## Task objective
Can you reproduce every row below word for word, leaving out the pictures?

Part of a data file
"""

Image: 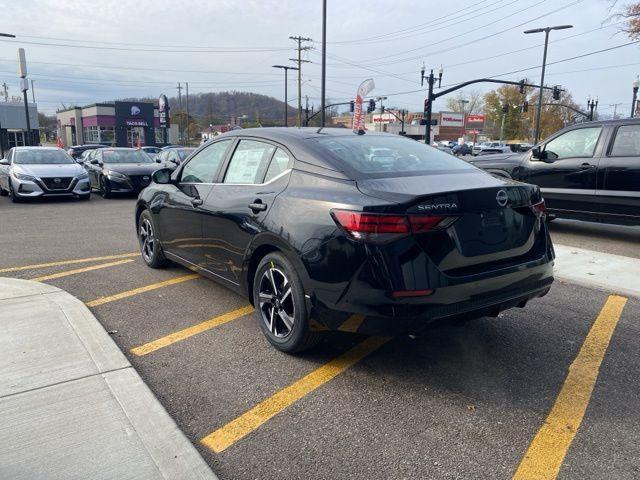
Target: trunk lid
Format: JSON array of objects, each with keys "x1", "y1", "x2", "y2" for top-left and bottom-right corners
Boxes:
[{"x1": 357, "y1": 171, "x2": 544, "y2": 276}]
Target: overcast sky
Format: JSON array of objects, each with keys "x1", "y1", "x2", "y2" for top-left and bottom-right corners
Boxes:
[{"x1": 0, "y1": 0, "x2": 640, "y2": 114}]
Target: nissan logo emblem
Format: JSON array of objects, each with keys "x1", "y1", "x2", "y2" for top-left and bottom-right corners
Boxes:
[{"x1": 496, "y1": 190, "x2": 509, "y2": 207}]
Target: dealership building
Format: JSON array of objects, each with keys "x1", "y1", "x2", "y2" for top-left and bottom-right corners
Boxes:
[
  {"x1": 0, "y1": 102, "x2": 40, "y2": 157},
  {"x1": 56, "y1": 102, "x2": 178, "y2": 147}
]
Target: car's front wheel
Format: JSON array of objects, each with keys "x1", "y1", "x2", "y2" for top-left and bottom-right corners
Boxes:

"""

## Exercise solution
Image: 
Target: trunk lid
Format: JSON array of objects, each with keys "x1", "y1", "x2", "y2" for top-left and bottom-right corners
Boxes:
[{"x1": 357, "y1": 171, "x2": 544, "y2": 276}]
Target: overcast sky
Format: JSON array of objects, each with keys "x1", "y1", "x2", "y2" for top-left and bottom-right corners
Boxes:
[{"x1": 0, "y1": 0, "x2": 640, "y2": 114}]
Target: nissan logo emblem
Format: JSON array of objects, each with keys "x1", "y1", "x2", "y2" for top-left and bottom-right corners
Boxes:
[{"x1": 496, "y1": 190, "x2": 509, "y2": 207}]
Target: dealership building
Format: JSON array of objects, each with keys "x1", "y1", "x2", "y2" for top-left and bottom-right corners
Boxes:
[
  {"x1": 0, "y1": 102, "x2": 40, "y2": 157},
  {"x1": 56, "y1": 102, "x2": 178, "y2": 147}
]
Target: car's front wheel
Format: JSON array of objects, each with keys "x1", "y1", "x2", "y2" for top-left and bottom-right corners
Boxes:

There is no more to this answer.